----- Data provided -----

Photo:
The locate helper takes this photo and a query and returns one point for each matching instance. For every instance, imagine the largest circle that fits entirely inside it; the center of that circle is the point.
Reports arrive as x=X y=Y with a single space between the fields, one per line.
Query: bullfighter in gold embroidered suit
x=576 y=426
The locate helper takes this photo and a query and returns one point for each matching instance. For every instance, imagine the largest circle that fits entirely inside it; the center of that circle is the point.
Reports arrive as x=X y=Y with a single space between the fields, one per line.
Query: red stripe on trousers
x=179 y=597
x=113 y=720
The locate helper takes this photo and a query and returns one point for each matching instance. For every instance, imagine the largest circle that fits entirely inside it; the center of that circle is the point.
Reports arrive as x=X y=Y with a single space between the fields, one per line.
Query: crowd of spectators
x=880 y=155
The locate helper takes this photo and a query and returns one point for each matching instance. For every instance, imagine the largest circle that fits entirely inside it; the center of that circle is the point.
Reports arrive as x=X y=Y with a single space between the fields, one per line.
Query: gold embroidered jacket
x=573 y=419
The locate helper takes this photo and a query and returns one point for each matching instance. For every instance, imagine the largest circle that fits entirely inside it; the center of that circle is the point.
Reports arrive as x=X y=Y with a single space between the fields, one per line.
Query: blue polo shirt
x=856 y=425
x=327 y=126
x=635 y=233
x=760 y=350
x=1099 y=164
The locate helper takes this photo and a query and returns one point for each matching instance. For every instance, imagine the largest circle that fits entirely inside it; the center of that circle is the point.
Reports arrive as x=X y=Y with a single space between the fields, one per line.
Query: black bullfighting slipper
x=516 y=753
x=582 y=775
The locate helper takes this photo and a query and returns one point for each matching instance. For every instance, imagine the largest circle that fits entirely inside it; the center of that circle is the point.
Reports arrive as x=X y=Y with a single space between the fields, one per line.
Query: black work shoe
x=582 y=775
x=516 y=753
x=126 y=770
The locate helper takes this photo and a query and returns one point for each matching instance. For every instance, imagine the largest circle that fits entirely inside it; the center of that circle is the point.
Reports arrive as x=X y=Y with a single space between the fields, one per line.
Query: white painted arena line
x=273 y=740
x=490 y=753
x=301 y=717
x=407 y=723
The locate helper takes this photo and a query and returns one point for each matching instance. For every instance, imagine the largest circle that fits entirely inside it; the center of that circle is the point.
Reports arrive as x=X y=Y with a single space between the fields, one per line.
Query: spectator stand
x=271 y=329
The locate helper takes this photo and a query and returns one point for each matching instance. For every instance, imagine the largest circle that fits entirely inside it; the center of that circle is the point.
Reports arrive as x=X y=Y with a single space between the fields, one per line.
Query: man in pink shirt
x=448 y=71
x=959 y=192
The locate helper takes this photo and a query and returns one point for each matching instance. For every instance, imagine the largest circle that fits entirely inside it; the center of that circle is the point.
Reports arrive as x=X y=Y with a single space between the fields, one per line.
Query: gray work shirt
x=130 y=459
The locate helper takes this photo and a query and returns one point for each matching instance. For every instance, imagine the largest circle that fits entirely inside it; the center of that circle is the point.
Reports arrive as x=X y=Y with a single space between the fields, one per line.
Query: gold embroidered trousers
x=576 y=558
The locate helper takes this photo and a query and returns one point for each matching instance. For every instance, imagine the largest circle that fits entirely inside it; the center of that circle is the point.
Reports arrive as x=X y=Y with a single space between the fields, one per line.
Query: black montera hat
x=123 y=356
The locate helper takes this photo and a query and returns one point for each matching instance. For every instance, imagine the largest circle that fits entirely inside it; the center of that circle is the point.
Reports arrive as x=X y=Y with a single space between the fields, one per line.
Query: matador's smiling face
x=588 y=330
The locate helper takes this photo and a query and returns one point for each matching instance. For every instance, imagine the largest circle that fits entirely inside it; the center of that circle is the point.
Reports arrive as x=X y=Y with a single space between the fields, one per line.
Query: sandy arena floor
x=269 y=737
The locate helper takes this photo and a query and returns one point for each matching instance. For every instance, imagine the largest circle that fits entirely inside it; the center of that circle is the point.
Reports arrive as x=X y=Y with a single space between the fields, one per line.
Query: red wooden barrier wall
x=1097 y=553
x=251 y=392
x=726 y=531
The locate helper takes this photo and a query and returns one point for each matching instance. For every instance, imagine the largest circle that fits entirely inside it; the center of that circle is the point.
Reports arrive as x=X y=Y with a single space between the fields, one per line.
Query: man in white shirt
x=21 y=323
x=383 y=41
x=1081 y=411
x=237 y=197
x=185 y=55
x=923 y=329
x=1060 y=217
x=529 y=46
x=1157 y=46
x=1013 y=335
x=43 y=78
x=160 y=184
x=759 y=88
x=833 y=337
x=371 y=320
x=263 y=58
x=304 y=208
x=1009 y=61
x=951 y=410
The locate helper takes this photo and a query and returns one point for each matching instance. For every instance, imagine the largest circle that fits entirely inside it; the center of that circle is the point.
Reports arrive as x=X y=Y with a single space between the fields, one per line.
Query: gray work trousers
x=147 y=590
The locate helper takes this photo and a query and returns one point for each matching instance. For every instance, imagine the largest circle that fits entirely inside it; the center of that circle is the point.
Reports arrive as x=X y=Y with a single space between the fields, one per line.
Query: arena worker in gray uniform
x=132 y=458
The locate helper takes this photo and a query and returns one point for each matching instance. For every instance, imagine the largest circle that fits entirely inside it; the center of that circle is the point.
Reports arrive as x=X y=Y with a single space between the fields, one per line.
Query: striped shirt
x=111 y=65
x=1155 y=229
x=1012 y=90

-----

▶ **Instructions for the task**
Give a verbatim copy of the material above.

▶ **Written answer**
Photo:
The locate helper takes this photo and a query and returns one point for each matching instance. For every instance, imagine the largest circle that fits entirely inside it; the center of that circle is the point.
Reports arrive as x=X y=Y with a single space between the fields, one per line.
Query: bullfighter in gold embroidered suit
x=576 y=426
The locate helper takes this photo and a query and returns one point for each matching instance. For every instance, imagine the largest circle that fits entirely inside it; the center of that circle is the point.
Reports arrive as x=X y=Y with a single space between the fields, one per line.
Query: red stripe on trousers
x=179 y=597
x=113 y=720
The locate helper takes this photo and a query and returns one point for each matching instance. For every instance, imagine the largest circle that fits entirely inside it; the center of that circle is the point.
Reports arrive as x=X y=Y with a single space between the fields, one per line.
Query: crowd of spectators
x=880 y=155
The locate helper takes this photo and a query and returns one point for each matching instance. For every instance, imagine the largest circle that fits entirely inside it; the center of that circle is the point.
Reports arrive as x=X y=Y with a single space between the fields, one per line.
Query: gold embroidered jacket
x=573 y=419
The locate helper takes this photo and a query and returns one point for each matching instance. For every instance, imagine the largest circle that fits entirely inside it; the center of that circle is the point.
Reports arrive as x=X y=Y with a single space between the fields, one per line.
Query: blue polo shirt
x=856 y=425
x=327 y=126
x=635 y=233
x=760 y=350
x=1099 y=164
The locate helper takes this photo and a query and returns one point for each matching instance. For every instance, imagine the largest circle that fits entirely inside it; the center of that circle is the point.
Reports arrive as x=X y=Y with a single space between the fields, one per line.
Query: black bullfighting slipper
x=516 y=753
x=582 y=775
The locate helper takes this photo and a query and returns one point for each matching instance. For every instance, imagine the largest circle that fits entirely inside it; the center of that circle is the point.
Reports arrive as x=X y=Y with a single space between the fields, one per line.
Query: black work shoe
x=582 y=775
x=516 y=753
x=126 y=770
The locate helper takes this photo and a query and returns one point for each matching instance. For every instance, imagine the largest circle that fits entirely inside it; the center of that circle is the point.
Reports arrive as x=X y=Y with a single space between the fields, one per line.
Query: white painted arena line
x=273 y=740
x=490 y=753
x=301 y=717
x=407 y=723
The locate helper takes this photo and a query and returns one point for each matching instance. For every instance, imagine the largest circle that fits entirely inside it; the center of that circle is the point.
Reports arrive as x=X y=Y with a single space between the fields, one per line.
Query: spectator stand
x=271 y=329
The locate helper takes this photo and a query and returns one point for each matching instance. For every instance, imagine the largest circle that fits entirely inside it; the center of that circle is the point.
Reports arrive as x=X y=Y with a single space between the fields, one per line.
Query: man in pink shirt
x=448 y=71
x=959 y=192
The locate helper takes this photo and a query and returns one point for each matching instance. For every instance, imagine the largest circle that fits entirely inside it; the center of that circle is the point.
Reports arrive as x=X y=Y with a single space between the fields, one per line.
Query: gray work shirt
x=130 y=459
The locate helper takes this photo and a query and returns one point for each matching instance. For every instance, imagine the largest circle that fits entirely inside it; the center of that circle is the point.
Reports arrive as x=X y=Y with a single space between the fields, one per line.
Query: gold embroidered trousers
x=576 y=558
The locate helper takes this photo and a query and returns one point for each matching instance. For every instance, imagine the largest circle that fits entirely inside it; the center of that circle is the point.
Reports arrive as x=X y=Y with a single space between the fields, one per line.
Query: black montera hat
x=123 y=356
The locate helper takes this photo and a query and returns one point for each matching instance. For every instance, imagine the largest circle that fits entirely inside it; the center of that circle is the point.
Reports arrive as x=X y=Y with a single space between the fields, one per line.
Query: matador's smiling face
x=588 y=330
The locate helper takes this photo and a query and returns one point for each matching instance. For every instance, imagine the largest circle that fits entirely inside it; the center of that circle is the point.
Reports arrive as x=X y=Y with a single space between the fields, one per line.
Query: sandy arena floor
x=269 y=737
The locate helper takes this photo and a query and returns one point for each matching instance. For every instance, imagine the largest circle that fits entirely inside it; the center of that circle is the point.
Reports arrive as x=X y=Y with a single space between the fields, one per line.
Query: red wooden barrier wall
x=1097 y=553
x=251 y=392
x=726 y=531
The locate helper takes this photo and a query and returns one point for each matching instance. For every instance, imagine the largest circle that fits entirely inside it; the center of that circle is the point.
Reports arrive as x=X y=Y with a single space between the fields, one per line.
Query: man in white shirt
x=21 y=323
x=383 y=41
x=1081 y=411
x=237 y=197
x=185 y=55
x=923 y=329
x=1060 y=217
x=529 y=46
x=1157 y=46
x=1013 y=335
x=43 y=78
x=160 y=184
x=759 y=88
x=833 y=337
x=371 y=320
x=263 y=58
x=304 y=208
x=1009 y=61
x=951 y=410
The locate helper takes this photo and a query and returns one point for each matching instance. For every instance, imagine the largest circle that fits entirely inside it; the center of that circle is the point.
Reports arrive as x=X y=Y with a single space between the fields, one per line.
Query: gray work trousers
x=147 y=590
The locate helper takes this photo and a query and returns one point for each matching instance. For every instance, imagine the largest circle that fits entirely inside it; the center of that circle is the point.
Reports arrive as x=X y=Y with a single space between the fields, one per line.
Query: arena worker in gray uniform
x=132 y=458
The locate helper takes this photo and a query and returns one point for each matching instance. For every instance, imagine the largest circle that fits entirely inside it; the center of that circle is the point.
Reports arrive as x=X y=Y with a single space between the fields, one per line.
Query: striped shirt
x=111 y=65
x=1155 y=229
x=1012 y=90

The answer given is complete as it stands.